MATERIALE FORNITO -

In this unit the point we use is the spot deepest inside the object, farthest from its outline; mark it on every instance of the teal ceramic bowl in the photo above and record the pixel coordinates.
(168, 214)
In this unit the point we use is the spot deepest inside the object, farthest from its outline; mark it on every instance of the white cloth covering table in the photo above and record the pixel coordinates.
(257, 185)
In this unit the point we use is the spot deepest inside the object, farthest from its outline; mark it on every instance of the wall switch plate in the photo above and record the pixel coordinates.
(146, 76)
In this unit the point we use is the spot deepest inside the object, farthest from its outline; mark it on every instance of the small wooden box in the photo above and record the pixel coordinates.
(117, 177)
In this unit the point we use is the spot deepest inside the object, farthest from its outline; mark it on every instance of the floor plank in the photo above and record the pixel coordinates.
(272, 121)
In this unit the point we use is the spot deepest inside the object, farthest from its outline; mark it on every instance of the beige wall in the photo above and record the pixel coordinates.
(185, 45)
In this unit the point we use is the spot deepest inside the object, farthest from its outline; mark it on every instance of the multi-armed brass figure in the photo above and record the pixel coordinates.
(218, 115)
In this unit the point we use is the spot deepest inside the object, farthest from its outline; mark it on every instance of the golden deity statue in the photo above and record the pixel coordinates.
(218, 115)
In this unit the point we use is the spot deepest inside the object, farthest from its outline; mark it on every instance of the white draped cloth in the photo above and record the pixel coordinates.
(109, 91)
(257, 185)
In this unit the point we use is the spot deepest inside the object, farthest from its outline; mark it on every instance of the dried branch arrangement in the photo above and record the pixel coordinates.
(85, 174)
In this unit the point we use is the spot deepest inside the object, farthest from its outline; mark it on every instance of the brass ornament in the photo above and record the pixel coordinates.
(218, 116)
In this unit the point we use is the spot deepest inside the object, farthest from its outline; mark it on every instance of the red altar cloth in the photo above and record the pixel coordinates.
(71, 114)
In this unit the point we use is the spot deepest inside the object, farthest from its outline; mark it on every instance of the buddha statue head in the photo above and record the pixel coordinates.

CONSEGNA -
Ritrascriva le righe dalla riga che contiene "of the brass" fino all'ultima riga, entrambe incluse e con le richieste, aggiungendo 56 a ciascun numero delle coordinate.

ESERCIZIO SVOLTO -
In this unit the point we use is the spot deepest inside the object, farthest from its outline; mark it on every instance of the brass ornament in the photo above and record the pixel coordinates.
(274, 172)
In this unit the point we use is the spot deepest inside the object, farthest from its outline; mark it on every instance of the red altar cloth in the photo above and record the pixel coordinates.
(127, 170)
In this unit the point we use is the spot deepest inside the object, farthest from its outline; mark it on every instance of the buddha statue head in the photo above and record the pixel coordinates.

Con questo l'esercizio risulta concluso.